Given task: Copy out every one of the items below, swapping "Input photograph" for "Input image" and leaving the rest unchanged.
____ Data to use
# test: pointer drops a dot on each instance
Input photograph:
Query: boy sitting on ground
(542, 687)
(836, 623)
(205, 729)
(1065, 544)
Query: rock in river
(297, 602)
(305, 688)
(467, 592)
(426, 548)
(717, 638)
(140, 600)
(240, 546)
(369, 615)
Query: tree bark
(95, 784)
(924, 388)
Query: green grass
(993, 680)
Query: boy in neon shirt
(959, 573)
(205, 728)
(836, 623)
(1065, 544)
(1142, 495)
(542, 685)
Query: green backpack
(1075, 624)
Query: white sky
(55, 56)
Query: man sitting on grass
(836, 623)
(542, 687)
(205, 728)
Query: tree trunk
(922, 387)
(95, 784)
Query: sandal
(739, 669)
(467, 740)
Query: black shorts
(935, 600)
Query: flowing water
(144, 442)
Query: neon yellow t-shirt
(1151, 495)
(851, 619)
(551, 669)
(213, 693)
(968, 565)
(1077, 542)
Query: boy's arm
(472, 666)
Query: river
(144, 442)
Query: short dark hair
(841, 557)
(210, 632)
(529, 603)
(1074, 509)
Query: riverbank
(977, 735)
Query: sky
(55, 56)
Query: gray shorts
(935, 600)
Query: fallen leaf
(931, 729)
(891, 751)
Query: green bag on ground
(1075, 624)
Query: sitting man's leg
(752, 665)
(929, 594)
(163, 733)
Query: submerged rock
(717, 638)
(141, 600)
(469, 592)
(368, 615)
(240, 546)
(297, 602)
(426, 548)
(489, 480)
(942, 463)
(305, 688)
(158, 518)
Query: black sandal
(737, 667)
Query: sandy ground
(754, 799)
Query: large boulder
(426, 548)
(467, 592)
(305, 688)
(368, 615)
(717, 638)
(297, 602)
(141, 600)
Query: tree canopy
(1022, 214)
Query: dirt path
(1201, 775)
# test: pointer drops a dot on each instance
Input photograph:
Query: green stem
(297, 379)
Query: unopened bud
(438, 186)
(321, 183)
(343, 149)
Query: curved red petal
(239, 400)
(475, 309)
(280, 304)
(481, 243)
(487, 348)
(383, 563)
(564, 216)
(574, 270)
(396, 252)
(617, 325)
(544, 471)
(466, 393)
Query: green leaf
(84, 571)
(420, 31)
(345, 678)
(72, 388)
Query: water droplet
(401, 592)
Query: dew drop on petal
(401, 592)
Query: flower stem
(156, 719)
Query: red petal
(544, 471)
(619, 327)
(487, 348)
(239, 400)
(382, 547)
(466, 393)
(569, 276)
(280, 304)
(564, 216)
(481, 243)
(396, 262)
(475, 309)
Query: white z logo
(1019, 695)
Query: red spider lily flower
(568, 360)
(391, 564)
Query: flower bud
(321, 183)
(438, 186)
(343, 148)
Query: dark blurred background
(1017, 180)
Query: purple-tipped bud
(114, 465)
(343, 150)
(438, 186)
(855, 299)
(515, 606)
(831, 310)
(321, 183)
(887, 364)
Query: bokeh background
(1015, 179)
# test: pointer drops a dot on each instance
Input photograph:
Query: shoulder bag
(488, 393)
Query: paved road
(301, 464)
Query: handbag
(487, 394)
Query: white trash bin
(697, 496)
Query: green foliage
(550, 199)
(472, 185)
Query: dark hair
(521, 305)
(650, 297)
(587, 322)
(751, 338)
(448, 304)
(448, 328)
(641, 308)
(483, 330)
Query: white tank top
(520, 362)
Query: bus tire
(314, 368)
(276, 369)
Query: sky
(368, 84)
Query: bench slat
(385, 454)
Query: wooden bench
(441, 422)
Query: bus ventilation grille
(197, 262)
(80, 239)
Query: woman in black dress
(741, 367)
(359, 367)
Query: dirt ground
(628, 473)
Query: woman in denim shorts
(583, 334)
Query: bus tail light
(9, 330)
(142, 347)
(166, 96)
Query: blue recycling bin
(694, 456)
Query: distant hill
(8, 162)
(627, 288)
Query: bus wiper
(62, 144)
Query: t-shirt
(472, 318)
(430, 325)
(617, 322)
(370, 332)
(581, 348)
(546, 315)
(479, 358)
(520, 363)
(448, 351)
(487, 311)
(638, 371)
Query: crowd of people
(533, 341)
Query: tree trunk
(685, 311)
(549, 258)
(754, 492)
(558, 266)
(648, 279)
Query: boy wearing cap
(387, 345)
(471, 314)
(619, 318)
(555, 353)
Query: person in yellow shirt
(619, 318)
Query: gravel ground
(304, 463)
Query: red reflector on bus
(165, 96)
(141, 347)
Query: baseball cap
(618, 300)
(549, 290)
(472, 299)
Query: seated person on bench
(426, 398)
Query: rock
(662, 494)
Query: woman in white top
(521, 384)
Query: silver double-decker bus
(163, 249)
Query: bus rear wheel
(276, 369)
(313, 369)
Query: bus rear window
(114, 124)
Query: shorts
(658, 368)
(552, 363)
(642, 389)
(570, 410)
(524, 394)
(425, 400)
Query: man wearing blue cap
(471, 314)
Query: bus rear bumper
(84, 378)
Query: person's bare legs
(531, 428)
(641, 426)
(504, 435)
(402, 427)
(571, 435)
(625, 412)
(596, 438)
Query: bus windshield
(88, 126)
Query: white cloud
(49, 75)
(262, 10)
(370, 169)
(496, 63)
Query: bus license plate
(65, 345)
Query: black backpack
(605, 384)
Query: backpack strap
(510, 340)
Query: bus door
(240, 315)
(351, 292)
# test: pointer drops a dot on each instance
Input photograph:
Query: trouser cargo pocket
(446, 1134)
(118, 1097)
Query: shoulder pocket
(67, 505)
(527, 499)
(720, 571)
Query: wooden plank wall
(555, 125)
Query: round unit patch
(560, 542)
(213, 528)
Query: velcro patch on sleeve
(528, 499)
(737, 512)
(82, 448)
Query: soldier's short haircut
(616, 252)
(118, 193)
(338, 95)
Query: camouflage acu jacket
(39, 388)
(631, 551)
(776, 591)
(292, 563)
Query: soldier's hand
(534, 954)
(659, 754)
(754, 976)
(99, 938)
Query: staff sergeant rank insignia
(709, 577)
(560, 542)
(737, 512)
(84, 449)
________
Full solution:
# test: pointer drops a dot on each instance
Input image:
Query: boy sitting on ground
(542, 687)
(836, 623)
(205, 729)
(1065, 544)
Query: rock in river
(297, 602)
(305, 688)
(467, 592)
(426, 548)
(717, 638)
(140, 600)
(240, 546)
(369, 615)
Query: tree bark
(95, 784)
(924, 388)
Query: green grass
(993, 680)
Query: boy in neon shirt
(959, 573)
(205, 728)
(836, 623)
(1065, 544)
(1142, 495)
(542, 685)
Query: green backpack
(1075, 624)
Query: white sky
(55, 56)
Query: man sitting on grass
(836, 623)
(542, 687)
(205, 728)
Query: tree trunk
(922, 387)
(95, 784)
Query: sandal
(739, 669)
(467, 740)
Query: black shorts
(935, 600)
Query: flowing water
(144, 442)
Query: neon yellow t-shirt
(1151, 495)
(851, 619)
(551, 669)
(213, 693)
(968, 565)
(1077, 542)
Query: boy's arm
(472, 666)
Query: river
(144, 442)
Query: short dark hair
(841, 557)
(210, 632)
(529, 603)
(1074, 509)
Query: riverbank
(977, 735)
Query: sky
(55, 56)
Query: gray shorts
(935, 600)
Query: fallen leaf
(931, 729)
(891, 751)
Query: green bag on ground
(1075, 624)
Query: sitting man's leg
(752, 665)
(929, 594)
(163, 733)
Query: submerged rock
(717, 638)
(141, 600)
(469, 592)
(368, 615)
(240, 546)
(297, 602)
(426, 548)
(489, 480)
(942, 463)
(305, 688)
(158, 518)
Query: black sandal
(737, 667)
Query: sandy ground
(754, 799)
Query: large boulder
(426, 548)
(467, 592)
(305, 688)
(368, 615)
(717, 638)
(297, 602)
(141, 600)
Query: tree canopy
(1022, 214)
Query: dirt path
(1201, 775)
# test: pointer drops a dot on each instance
Input image:
Query: green stem
(297, 379)
Query: unopened bud
(438, 186)
(321, 183)
(343, 149)
Query: curved red petal
(239, 400)
(475, 309)
(280, 304)
(481, 243)
(487, 348)
(383, 563)
(564, 216)
(574, 270)
(396, 252)
(617, 325)
(544, 471)
(466, 393)
Query: green leaf
(84, 571)
(420, 31)
(345, 678)
(72, 388)
Query: water droplet
(401, 592)
Query: dew drop on petal
(401, 592)
Query: flower stem
(156, 719)
Query: red petal
(544, 471)
(619, 327)
(487, 348)
(239, 400)
(382, 547)
(466, 393)
(569, 276)
(280, 304)
(564, 216)
(481, 243)
(396, 262)
(475, 309)
Query: white z logo
(1019, 695)
Query: red spider lily flower
(568, 360)
(391, 564)
Query: flower bud
(321, 183)
(438, 186)
(343, 148)
Query: dark blurred background
(1017, 180)
Query: purple-tipped bud
(114, 465)
(343, 150)
(438, 186)
(855, 299)
(515, 606)
(831, 310)
(321, 183)
(887, 364)
Query: bokeh background
(1015, 179)
# test: pointer drops a dot on each instance
Input image:
Query: shoulder bag
(488, 393)
Query: paved road
(301, 464)
Query: handbag
(487, 394)
Query: white trash bin
(697, 496)
Query: green foliage
(550, 199)
(472, 185)
Query: dark hair
(521, 305)
(650, 297)
(587, 322)
(751, 338)
(448, 304)
(448, 328)
(641, 308)
(483, 330)
Query: white tank top
(520, 362)
Query: bus tire
(314, 368)
(276, 369)
Query: sky
(368, 84)
Query: bench slat
(385, 454)
Query: wooden bench
(441, 422)
Query: bus ventilation grille
(197, 262)
(80, 239)
Query: woman in black dress
(741, 367)
(359, 367)
Query: dirt ground
(628, 473)
Query: woman in denim shorts
(583, 334)
Query: bus tail light
(9, 330)
(142, 347)
(166, 96)
Query: blue recycling bin
(694, 456)
Query: distant hill
(8, 162)
(627, 288)
Query: bus wiper
(62, 144)
Query: t-shirt
(472, 318)
(430, 325)
(617, 322)
(370, 332)
(581, 348)
(546, 315)
(479, 358)
(520, 363)
(448, 351)
(487, 311)
(638, 371)
Query: crowd of people
(533, 341)
Query: tree trunk
(685, 311)
(549, 258)
(754, 492)
(558, 266)
(648, 279)
Query: boy wearing cap
(387, 345)
(471, 314)
(619, 318)
(555, 353)
Query: person in yellow shirt
(619, 318)
Query: gravel ground
(304, 463)
Query: red reflector on bus
(165, 96)
(141, 347)
Query: baseball cap
(618, 300)
(549, 290)
(472, 299)
Query: seated person on bench
(426, 398)
Query: rock
(662, 494)
Query: woman in white top
(521, 384)
Query: silver double-decker bus
(163, 249)
Query: bus rear wheel
(276, 369)
(313, 369)
Query: bus rear window
(114, 124)
Query: shorts
(658, 368)
(552, 363)
(642, 389)
(570, 410)
(524, 394)
(425, 400)
Query: man wearing blue cap
(471, 314)
Query: bus rear bumper
(84, 378)
Query: person's bare legs
(531, 428)
(641, 426)
(504, 435)
(402, 427)
(571, 435)
(625, 412)
(596, 438)
Query: bus windshield
(88, 126)
Query: white cloud
(49, 75)
(262, 10)
(370, 169)
(496, 63)
Query: bus license plate
(65, 345)
Query: black backpack
(605, 384)
Query: backpack strap
(510, 340)
Query: bus door
(240, 315)
(351, 292)
# test: pointer drops a dot on each instance
Input image:
Query: trouser cargo pocket
(446, 1134)
(118, 1097)
Query: shoulder pocket
(67, 505)
(527, 499)
(720, 571)
Query: wooden plank wall
(555, 125)
Query: round unit patch
(560, 542)
(213, 528)
Query: velcro patch on sleeve
(528, 499)
(737, 512)
(82, 448)
Query: soldier's short haircut
(616, 252)
(118, 193)
(338, 95)
Query: camouflage acu jacket
(39, 388)
(631, 551)
(776, 591)
(292, 563)
Query: soldier's hand
(534, 954)
(659, 754)
(754, 976)
(99, 938)
Query: staff sergeant rank insignia
(709, 577)
(560, 542)
(737, 512)
(84, 449)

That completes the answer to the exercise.